The task: Count how many lines of the material below contain the word "penitent". Give only the number.

Excerpted records:
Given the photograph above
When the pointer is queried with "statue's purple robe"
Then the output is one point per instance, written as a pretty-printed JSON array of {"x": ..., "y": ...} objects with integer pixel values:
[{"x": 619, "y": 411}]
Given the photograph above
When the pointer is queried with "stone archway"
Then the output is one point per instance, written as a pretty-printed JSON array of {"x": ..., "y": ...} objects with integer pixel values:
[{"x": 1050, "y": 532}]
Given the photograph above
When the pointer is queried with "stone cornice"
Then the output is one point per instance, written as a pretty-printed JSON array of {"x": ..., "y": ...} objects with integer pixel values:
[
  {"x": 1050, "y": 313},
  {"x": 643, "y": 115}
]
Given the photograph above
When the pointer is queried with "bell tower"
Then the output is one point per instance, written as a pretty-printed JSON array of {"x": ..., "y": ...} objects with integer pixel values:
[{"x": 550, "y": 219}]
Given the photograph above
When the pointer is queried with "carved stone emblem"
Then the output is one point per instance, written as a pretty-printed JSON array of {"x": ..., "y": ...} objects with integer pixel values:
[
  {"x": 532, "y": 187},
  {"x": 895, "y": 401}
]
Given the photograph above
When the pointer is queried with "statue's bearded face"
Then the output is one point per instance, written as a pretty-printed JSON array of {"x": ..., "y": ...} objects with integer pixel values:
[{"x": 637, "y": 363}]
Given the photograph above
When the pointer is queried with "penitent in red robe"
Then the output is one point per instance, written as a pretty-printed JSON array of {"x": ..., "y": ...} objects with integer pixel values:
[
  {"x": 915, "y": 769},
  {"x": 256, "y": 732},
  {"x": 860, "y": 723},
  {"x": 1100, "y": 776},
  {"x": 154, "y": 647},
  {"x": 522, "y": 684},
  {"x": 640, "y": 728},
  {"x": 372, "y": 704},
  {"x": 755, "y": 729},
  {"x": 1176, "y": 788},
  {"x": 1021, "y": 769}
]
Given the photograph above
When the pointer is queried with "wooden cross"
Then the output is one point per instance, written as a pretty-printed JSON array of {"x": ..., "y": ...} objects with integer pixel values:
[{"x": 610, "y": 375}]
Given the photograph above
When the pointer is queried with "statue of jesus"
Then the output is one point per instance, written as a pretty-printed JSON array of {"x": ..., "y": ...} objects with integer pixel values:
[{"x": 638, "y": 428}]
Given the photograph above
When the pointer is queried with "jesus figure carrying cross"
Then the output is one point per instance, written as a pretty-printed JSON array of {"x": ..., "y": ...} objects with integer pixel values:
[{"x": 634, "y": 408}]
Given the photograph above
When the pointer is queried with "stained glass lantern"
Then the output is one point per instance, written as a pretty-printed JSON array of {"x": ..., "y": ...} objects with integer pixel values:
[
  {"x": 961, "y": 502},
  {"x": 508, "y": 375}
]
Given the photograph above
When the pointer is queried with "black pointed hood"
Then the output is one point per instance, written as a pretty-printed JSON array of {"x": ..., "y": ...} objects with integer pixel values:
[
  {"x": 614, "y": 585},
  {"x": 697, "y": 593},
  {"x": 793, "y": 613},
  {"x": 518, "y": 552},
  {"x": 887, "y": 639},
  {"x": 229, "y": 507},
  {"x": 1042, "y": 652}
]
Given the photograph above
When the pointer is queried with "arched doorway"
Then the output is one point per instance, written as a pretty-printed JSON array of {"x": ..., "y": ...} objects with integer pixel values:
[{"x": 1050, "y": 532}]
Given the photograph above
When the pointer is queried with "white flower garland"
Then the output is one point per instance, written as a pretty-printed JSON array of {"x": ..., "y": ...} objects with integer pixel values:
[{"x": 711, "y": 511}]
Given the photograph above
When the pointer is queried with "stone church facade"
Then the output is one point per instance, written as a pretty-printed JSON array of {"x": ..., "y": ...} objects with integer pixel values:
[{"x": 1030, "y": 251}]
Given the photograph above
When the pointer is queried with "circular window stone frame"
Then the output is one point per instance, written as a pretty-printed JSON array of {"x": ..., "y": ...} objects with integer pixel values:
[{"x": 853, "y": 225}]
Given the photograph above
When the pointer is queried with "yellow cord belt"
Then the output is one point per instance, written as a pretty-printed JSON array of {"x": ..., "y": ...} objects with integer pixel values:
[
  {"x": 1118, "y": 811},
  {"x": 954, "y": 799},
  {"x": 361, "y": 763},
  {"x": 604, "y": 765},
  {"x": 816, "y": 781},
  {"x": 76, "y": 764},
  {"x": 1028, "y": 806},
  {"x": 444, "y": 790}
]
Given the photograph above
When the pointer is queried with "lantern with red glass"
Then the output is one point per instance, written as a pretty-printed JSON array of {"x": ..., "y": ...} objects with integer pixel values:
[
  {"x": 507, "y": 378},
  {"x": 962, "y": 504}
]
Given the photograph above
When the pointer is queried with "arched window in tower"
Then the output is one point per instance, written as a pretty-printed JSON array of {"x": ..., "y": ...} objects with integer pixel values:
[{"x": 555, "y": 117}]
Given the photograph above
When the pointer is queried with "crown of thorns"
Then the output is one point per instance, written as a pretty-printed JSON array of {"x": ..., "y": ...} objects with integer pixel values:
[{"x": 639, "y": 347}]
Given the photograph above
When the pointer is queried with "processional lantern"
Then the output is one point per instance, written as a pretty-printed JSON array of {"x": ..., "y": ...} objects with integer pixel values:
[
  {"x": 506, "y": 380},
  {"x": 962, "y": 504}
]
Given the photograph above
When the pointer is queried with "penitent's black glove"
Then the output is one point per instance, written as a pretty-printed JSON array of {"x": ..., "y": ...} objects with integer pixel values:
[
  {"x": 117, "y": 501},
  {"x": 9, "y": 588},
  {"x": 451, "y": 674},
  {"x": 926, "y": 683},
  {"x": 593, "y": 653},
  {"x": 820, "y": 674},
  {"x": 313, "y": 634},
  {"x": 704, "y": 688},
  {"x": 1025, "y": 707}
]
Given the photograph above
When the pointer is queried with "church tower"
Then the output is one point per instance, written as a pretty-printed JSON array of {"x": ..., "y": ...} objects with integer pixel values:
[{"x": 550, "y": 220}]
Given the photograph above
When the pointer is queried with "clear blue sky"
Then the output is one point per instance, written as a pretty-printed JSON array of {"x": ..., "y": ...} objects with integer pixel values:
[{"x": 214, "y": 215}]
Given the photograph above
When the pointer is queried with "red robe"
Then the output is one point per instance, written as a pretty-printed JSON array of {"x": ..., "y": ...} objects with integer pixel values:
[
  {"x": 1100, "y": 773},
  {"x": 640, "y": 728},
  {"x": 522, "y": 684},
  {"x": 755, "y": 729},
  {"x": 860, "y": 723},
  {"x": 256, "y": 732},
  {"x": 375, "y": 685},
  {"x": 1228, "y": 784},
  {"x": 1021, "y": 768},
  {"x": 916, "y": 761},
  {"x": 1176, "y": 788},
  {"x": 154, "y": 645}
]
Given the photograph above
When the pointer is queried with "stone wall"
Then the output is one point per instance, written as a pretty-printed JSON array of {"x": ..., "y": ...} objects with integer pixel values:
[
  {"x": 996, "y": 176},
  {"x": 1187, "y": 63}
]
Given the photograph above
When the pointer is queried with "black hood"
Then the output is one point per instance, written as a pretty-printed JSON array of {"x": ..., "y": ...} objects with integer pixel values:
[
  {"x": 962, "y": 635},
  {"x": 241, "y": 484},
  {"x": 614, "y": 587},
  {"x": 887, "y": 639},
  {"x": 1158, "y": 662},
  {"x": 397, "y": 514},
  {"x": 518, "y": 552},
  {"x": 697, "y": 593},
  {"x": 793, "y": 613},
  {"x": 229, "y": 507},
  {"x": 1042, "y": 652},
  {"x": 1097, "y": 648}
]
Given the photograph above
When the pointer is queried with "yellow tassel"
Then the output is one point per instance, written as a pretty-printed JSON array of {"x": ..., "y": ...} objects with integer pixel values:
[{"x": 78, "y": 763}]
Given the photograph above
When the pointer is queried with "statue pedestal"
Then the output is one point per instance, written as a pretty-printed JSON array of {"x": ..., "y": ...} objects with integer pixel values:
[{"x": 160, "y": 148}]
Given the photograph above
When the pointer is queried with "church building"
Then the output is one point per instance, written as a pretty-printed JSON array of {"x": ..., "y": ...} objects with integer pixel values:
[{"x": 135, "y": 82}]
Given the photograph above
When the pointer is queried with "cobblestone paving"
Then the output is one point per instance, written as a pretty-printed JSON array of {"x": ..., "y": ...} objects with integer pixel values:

Result: 2